▶ WHAT IS REQUIRED
What lines of the data hold the string "marble"? Pull each one out.

● ● ● ● ● ● ●

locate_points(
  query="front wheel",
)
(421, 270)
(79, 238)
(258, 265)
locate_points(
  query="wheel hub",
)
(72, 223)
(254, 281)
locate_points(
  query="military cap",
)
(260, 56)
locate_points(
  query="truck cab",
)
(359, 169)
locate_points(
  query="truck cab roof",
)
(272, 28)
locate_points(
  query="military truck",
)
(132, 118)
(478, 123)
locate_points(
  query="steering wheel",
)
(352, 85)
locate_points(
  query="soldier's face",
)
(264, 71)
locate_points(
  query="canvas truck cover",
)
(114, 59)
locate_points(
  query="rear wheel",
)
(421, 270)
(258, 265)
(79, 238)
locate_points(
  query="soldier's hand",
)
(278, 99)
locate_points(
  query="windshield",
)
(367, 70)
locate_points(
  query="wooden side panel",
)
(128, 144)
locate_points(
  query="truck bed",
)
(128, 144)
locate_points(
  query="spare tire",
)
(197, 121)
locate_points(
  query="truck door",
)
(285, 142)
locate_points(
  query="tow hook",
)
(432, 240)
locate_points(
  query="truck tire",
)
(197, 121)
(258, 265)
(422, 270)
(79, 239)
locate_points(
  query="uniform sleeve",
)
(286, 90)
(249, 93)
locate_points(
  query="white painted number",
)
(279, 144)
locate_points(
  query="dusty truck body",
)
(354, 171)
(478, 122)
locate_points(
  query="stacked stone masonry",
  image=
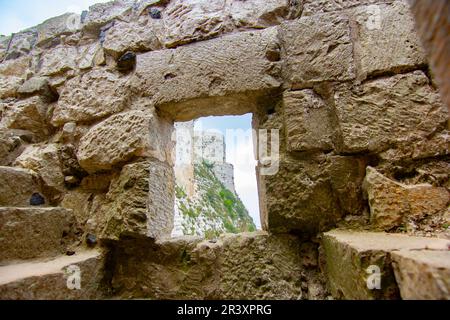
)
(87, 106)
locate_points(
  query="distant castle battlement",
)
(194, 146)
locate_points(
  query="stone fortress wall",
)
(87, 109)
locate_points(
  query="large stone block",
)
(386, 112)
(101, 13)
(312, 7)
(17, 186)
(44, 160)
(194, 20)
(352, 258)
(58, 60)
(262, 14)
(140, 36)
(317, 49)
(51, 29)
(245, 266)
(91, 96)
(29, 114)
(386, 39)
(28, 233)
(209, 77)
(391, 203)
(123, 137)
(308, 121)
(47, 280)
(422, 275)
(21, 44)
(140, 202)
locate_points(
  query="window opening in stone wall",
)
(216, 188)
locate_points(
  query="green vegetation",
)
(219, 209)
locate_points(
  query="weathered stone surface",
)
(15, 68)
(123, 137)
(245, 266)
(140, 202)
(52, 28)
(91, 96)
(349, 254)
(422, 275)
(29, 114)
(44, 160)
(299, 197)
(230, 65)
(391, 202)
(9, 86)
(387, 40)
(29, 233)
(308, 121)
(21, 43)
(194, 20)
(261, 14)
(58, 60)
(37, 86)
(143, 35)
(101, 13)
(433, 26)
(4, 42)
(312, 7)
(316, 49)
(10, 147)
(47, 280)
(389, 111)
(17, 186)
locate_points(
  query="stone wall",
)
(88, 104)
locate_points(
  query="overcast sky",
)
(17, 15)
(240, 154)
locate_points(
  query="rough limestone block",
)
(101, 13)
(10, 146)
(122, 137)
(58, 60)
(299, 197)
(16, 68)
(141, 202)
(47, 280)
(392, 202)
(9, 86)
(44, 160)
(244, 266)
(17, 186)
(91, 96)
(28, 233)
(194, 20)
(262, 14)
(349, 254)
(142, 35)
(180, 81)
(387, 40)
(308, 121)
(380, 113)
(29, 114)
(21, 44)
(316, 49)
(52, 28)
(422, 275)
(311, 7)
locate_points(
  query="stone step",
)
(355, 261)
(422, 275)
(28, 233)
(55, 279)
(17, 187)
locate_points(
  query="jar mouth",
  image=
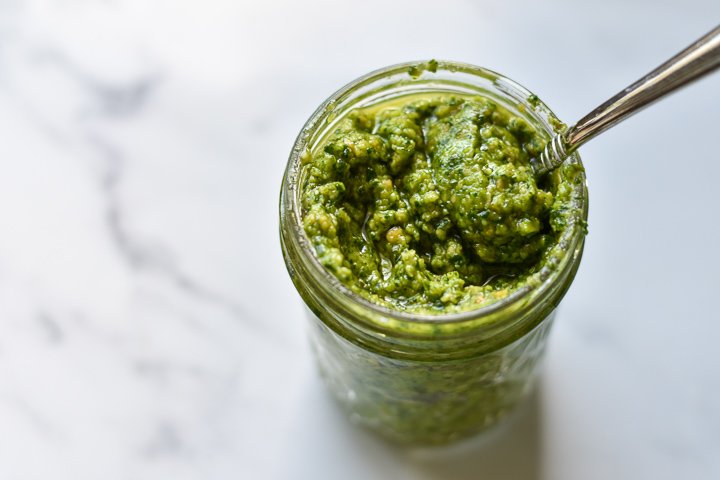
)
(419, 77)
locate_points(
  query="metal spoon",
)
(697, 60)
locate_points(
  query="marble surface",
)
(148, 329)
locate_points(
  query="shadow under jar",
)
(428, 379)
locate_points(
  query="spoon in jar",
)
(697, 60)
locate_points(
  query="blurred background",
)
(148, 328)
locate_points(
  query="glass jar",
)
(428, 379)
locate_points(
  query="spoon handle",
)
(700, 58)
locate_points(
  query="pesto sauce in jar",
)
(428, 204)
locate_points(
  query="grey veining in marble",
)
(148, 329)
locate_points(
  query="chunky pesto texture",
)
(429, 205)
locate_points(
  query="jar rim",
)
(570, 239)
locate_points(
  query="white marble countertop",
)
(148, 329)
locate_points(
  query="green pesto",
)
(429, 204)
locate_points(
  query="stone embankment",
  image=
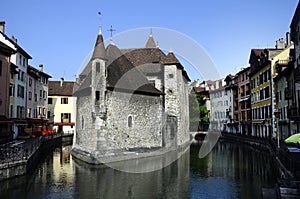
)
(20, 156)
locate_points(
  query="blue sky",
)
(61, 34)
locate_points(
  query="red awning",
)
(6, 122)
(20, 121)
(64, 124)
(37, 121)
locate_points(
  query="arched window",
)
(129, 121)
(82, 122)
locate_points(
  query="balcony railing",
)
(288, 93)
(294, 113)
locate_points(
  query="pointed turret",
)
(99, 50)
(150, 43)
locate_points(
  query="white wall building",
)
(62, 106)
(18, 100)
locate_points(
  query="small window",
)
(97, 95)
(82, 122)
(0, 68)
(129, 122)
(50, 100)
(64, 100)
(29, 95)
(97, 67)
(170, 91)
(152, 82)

● ● ● ● ● ● ●

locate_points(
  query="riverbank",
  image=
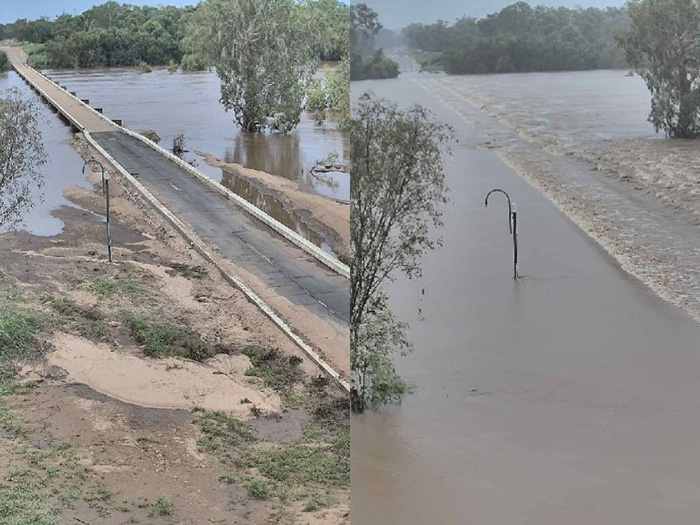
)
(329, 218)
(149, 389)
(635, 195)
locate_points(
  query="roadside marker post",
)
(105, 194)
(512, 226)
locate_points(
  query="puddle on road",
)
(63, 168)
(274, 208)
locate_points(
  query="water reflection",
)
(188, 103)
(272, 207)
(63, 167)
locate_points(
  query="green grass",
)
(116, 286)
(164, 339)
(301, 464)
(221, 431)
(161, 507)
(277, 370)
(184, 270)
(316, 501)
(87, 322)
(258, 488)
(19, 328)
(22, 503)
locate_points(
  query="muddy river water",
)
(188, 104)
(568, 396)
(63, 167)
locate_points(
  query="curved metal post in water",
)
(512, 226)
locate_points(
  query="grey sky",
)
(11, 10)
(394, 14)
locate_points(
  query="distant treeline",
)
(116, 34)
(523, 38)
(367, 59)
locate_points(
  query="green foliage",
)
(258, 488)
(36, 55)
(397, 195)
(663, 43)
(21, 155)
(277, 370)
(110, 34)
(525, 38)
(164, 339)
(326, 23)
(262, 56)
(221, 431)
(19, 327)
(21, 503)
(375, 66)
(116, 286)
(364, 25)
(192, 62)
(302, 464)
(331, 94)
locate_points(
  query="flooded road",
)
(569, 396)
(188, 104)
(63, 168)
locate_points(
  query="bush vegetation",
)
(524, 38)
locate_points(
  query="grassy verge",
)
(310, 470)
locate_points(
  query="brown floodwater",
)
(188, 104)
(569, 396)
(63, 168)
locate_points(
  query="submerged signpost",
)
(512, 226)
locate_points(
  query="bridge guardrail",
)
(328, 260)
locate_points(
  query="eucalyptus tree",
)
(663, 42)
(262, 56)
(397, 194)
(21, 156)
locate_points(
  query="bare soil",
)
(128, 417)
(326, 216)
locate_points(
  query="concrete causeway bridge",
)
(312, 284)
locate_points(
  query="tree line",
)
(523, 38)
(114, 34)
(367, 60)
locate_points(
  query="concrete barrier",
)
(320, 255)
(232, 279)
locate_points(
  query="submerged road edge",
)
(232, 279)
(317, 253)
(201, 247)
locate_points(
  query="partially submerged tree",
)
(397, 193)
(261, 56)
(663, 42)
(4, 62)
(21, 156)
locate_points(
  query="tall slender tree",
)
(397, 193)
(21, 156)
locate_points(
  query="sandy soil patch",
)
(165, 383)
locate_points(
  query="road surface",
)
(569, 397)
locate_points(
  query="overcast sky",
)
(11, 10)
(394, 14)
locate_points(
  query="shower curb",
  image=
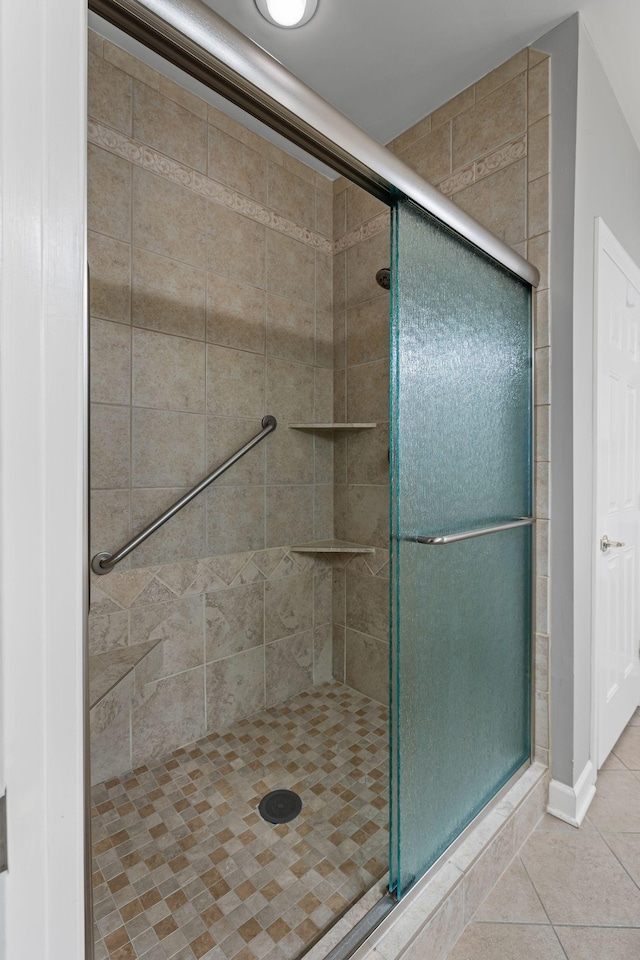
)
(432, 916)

● ● ● ● ● ● ●

▶ OUTPUT OF THE TASK
  query="marble surface",
  query="grey veining in marble",
  query="white marble countertop",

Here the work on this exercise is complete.